Saved entries:
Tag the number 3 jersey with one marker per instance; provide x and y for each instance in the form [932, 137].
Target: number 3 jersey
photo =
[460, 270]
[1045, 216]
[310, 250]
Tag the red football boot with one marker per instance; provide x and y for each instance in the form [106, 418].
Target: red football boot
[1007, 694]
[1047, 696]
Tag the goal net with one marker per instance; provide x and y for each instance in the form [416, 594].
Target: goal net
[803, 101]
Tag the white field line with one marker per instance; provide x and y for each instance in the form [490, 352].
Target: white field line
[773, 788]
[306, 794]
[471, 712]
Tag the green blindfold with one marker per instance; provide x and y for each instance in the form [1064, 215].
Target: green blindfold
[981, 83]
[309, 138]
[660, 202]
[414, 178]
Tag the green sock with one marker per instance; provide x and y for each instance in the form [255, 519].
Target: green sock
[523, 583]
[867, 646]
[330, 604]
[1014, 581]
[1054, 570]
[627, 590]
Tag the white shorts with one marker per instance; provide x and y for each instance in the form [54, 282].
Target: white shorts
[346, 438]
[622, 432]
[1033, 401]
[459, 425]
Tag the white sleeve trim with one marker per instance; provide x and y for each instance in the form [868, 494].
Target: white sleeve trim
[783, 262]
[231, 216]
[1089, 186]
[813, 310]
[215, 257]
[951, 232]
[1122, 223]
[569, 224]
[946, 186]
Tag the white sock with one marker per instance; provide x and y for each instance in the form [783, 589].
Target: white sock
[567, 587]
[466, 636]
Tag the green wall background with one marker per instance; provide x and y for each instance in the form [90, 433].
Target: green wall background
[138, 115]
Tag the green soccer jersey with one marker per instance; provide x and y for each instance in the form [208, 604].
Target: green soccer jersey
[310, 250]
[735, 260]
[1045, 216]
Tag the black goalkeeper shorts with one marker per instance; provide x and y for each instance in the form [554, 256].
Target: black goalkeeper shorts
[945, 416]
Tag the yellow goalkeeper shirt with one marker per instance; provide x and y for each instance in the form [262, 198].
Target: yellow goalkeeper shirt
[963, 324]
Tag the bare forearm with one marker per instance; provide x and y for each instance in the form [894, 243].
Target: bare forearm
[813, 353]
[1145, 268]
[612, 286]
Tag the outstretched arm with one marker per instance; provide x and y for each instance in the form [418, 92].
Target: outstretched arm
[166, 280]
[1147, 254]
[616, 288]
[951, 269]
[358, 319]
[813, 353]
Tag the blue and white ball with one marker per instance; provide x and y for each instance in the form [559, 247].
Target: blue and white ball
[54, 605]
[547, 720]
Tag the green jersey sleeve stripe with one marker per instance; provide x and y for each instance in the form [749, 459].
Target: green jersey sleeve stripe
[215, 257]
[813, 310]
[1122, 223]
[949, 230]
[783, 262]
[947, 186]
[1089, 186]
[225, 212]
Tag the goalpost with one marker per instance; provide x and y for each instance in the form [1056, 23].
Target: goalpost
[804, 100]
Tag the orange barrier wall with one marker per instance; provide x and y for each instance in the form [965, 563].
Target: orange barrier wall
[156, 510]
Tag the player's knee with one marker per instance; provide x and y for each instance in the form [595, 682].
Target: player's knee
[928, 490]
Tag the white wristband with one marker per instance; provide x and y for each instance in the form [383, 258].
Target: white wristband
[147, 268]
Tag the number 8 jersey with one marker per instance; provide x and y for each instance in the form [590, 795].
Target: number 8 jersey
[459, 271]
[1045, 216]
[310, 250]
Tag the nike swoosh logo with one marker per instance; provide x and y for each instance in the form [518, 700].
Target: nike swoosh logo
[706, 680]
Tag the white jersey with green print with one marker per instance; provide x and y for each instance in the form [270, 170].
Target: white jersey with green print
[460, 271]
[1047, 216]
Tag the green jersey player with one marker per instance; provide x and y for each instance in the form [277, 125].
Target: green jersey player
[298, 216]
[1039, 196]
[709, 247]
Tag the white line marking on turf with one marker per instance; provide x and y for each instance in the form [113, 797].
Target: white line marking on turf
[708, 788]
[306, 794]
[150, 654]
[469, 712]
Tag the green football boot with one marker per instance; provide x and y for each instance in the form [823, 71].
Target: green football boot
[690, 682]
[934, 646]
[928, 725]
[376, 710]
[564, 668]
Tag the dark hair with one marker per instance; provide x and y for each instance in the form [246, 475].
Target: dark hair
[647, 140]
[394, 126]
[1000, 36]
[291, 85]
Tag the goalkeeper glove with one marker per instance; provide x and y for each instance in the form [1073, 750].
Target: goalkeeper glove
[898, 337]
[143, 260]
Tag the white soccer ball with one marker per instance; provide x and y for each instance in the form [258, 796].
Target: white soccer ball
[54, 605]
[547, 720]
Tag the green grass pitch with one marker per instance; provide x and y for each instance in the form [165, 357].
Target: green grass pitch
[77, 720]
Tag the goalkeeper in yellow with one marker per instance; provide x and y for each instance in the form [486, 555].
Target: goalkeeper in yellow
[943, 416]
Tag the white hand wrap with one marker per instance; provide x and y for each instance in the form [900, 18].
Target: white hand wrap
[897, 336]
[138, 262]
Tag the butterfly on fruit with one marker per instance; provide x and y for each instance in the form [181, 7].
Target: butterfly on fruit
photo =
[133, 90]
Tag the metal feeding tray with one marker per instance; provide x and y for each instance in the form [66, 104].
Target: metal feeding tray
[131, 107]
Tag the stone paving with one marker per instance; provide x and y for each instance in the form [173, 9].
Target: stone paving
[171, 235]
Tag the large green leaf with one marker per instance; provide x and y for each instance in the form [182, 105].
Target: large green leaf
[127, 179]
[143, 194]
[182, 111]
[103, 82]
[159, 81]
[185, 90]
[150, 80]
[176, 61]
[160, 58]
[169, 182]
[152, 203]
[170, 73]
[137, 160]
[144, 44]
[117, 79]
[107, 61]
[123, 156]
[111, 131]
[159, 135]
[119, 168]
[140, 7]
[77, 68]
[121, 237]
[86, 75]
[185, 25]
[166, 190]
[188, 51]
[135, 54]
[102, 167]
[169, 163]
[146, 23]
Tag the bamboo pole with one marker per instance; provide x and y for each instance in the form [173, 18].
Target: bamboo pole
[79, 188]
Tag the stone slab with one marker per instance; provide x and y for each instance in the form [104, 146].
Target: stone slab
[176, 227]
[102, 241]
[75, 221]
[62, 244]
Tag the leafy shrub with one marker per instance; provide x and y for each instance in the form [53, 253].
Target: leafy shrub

AIM: Convert the lines of the listing above into a Markdown table with the columns "Number" and "Record line," running from the line containing "Tag the bamboo" through the end of the listing, inclusive. Number each row and omit any blank lines.

TASK RESULT:
| Number | Record line |
|---|---|
| 1 | Tag the bamboo pole with one marker per instance; provide x and y for each instance in the form [173, 18]. |
| 2 | Target: bamboo pole |
| 3 | [79, 188] |
| 4 | Tag the stone slab with one marker per instance; provide x and y for each instance in the form [104, 146]. |
| 5 | Target: stone slab |
| 6 | [176, 227] |
| 7 | [102, 241] |
| 8 | [75, 221] |
| 9 | [62, 244] |
| 10 | Tag the leafy shrub with one marker per instance; provide x and y for each instance in the form [53, 253]. |
| 11 | Target: leafy shrub |